WHAT IS REQUIRED »
Bring together all lines of the material below that contain the string "cushion".

Start of INPUT FOR THIS TASK

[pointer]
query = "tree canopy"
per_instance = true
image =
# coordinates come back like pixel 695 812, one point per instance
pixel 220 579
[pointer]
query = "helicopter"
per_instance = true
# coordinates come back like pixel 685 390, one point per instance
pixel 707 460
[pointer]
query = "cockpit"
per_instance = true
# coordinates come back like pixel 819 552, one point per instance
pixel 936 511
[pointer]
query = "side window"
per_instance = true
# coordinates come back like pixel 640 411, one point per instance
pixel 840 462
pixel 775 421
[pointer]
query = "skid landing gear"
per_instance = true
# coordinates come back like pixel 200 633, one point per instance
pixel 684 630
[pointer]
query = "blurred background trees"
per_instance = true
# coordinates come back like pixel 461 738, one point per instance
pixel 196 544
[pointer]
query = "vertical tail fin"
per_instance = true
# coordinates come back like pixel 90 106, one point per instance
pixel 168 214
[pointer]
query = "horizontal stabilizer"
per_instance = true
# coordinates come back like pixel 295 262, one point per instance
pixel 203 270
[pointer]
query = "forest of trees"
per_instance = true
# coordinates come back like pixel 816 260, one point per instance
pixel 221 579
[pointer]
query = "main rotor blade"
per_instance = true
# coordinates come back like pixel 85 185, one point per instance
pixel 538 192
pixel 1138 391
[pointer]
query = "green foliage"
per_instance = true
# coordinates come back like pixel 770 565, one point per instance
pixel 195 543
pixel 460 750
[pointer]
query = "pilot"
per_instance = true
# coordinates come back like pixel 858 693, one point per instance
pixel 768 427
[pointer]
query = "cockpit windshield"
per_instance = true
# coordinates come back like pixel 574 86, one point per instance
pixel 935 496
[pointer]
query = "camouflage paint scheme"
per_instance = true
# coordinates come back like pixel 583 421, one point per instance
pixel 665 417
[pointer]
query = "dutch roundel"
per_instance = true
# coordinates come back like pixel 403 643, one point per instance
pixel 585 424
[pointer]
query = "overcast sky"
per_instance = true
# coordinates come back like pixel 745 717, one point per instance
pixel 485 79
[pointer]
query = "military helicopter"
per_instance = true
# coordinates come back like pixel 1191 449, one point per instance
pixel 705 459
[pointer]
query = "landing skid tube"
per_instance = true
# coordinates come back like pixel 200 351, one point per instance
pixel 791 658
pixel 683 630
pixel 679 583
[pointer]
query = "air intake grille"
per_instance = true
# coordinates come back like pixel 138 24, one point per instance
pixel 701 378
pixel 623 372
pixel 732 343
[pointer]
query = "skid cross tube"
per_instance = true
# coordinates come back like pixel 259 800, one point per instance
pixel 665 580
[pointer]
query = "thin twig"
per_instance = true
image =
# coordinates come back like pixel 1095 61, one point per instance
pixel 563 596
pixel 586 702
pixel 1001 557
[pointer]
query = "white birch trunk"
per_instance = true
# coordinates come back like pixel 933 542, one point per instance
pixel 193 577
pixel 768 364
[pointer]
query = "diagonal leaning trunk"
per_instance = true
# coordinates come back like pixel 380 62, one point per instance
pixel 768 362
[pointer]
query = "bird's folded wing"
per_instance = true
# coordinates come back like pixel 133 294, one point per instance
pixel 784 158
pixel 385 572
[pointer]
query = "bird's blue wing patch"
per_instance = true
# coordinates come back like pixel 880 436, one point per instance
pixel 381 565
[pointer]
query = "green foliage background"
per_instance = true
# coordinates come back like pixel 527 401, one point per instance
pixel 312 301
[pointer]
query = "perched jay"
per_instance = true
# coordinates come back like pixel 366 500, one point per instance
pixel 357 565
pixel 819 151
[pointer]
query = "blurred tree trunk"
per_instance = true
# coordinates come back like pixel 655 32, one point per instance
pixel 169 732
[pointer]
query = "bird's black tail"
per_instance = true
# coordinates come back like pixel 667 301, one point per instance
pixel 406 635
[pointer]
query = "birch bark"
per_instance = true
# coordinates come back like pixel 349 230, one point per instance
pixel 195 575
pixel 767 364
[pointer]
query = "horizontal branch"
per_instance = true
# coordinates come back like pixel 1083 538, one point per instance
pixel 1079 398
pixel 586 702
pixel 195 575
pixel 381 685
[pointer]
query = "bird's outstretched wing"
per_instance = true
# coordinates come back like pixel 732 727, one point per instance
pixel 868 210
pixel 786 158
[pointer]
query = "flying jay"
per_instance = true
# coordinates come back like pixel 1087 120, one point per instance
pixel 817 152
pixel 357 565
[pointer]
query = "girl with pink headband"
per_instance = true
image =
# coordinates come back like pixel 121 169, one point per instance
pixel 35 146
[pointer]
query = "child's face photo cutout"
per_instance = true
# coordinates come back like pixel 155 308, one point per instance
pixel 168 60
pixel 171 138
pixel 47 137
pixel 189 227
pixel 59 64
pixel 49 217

End of INPUT FOR THIS TASK
Start of INPUT FOR THIS TASK

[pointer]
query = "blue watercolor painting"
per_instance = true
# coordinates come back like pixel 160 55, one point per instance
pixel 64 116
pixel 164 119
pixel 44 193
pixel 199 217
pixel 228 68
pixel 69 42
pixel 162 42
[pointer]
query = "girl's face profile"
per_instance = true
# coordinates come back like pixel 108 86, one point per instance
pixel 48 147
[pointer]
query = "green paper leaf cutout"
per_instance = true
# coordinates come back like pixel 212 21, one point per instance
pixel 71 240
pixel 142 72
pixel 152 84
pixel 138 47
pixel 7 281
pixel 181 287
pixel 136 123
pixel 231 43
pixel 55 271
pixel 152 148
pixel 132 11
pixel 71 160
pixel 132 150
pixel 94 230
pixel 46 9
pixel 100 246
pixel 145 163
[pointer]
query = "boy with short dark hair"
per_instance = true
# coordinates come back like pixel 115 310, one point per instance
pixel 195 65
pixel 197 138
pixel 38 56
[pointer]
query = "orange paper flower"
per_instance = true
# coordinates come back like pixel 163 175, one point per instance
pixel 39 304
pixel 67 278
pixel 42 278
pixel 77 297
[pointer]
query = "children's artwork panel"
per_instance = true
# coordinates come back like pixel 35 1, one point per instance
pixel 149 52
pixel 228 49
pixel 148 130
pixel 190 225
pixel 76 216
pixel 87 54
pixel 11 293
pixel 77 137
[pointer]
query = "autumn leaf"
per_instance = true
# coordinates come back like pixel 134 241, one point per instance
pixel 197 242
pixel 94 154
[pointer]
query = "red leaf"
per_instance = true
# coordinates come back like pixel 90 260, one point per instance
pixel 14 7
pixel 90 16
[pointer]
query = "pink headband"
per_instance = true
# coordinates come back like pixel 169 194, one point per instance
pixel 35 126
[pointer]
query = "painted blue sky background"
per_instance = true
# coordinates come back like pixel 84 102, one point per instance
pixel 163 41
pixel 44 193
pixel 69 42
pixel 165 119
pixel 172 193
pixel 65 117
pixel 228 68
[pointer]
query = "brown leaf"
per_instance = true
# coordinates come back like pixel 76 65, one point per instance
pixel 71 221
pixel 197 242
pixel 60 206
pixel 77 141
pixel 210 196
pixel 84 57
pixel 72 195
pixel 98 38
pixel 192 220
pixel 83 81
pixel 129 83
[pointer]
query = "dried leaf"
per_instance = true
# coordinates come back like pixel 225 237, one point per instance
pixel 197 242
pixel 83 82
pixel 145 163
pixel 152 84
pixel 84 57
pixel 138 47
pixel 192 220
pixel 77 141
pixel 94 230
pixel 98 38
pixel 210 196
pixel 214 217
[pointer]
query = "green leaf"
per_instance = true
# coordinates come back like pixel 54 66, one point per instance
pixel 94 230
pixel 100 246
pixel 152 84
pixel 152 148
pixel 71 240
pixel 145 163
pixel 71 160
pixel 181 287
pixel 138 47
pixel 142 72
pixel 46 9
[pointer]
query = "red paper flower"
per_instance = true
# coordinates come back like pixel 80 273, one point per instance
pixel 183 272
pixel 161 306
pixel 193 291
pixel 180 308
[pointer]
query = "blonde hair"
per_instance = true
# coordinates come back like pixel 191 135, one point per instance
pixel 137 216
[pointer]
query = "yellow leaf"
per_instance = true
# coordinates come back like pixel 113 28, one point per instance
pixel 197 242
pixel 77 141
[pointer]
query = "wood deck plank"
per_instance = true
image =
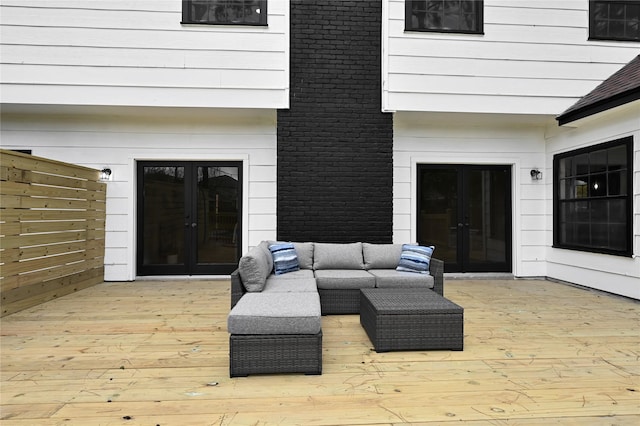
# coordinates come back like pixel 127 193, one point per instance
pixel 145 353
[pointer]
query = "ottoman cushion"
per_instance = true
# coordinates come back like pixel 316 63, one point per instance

End of INPUT FOR THIS TASK
Start of INPUT FOR THIS TASK

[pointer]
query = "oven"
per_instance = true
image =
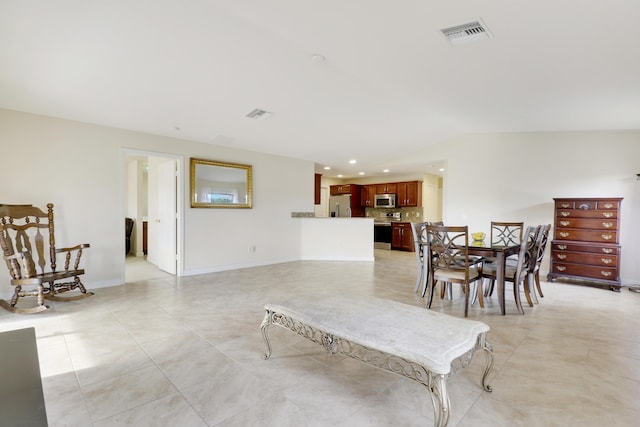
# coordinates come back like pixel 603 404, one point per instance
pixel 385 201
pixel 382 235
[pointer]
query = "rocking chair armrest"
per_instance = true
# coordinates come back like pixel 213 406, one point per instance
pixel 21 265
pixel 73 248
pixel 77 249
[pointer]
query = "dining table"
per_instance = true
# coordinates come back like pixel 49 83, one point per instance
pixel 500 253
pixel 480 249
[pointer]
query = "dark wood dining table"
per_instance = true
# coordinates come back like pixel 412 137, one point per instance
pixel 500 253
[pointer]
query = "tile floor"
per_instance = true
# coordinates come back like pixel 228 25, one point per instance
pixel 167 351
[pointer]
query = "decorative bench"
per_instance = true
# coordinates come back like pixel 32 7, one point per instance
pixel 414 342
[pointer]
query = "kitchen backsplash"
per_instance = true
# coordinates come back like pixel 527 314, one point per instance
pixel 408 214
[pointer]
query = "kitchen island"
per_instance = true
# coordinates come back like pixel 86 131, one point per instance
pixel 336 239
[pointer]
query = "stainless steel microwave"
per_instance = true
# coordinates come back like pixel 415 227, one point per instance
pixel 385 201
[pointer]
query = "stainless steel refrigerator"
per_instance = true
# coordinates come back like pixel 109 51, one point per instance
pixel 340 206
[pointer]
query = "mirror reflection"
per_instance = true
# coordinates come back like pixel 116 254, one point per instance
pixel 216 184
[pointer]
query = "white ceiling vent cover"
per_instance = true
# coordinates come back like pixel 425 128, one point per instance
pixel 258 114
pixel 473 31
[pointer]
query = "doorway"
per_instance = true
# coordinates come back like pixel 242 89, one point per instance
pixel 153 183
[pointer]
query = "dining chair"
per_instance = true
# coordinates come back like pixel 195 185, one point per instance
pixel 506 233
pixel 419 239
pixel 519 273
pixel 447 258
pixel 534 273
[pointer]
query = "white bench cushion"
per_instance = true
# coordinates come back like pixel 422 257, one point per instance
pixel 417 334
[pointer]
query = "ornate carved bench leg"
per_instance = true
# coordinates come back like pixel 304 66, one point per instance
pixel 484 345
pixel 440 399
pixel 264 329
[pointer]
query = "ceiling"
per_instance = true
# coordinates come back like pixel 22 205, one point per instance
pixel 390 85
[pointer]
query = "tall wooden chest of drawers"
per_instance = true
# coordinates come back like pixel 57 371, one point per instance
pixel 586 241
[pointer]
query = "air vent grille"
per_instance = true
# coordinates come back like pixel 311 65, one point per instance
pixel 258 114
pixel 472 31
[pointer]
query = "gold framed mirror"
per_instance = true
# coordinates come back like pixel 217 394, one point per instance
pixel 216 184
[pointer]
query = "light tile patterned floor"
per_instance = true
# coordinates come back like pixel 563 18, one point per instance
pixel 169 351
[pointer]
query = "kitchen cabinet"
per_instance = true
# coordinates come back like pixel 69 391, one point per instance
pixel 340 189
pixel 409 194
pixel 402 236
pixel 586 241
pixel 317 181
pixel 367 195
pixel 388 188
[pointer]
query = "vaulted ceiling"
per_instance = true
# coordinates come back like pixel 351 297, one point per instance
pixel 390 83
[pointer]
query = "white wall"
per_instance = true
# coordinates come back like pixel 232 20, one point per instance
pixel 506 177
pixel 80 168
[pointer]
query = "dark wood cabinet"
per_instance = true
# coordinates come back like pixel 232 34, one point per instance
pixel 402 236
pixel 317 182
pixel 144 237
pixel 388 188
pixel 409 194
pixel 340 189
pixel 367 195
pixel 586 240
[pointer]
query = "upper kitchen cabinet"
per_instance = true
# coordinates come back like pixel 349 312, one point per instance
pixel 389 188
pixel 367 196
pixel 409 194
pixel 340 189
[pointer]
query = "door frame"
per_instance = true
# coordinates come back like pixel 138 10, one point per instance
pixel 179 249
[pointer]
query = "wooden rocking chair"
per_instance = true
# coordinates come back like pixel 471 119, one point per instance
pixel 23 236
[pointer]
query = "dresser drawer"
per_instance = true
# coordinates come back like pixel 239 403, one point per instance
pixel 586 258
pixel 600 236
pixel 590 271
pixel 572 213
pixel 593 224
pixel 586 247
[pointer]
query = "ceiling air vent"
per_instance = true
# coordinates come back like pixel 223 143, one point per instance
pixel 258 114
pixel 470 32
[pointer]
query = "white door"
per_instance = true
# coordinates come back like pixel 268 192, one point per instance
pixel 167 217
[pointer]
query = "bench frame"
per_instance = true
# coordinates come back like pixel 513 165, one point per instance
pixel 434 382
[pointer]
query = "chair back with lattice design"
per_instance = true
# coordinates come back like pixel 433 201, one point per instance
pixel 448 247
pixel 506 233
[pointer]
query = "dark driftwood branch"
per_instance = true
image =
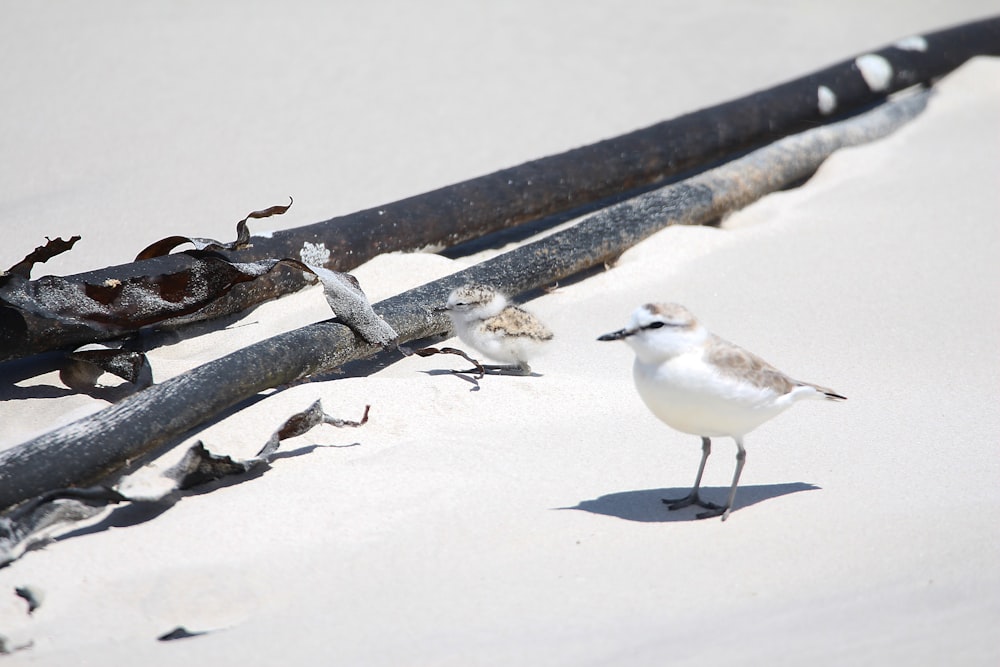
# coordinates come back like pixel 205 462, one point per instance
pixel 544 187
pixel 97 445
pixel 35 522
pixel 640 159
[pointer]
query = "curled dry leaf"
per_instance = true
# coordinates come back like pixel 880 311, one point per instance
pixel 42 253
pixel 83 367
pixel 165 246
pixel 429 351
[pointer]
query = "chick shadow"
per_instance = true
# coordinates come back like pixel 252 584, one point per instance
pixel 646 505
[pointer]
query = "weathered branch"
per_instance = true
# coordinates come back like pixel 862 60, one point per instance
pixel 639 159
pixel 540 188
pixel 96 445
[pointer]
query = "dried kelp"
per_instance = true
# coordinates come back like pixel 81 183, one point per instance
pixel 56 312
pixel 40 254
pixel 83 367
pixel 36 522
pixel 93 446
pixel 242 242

End of INPUT FOR THIS TASK

REPLY »
query = "ottoman cushion"
query = "white bench cushion"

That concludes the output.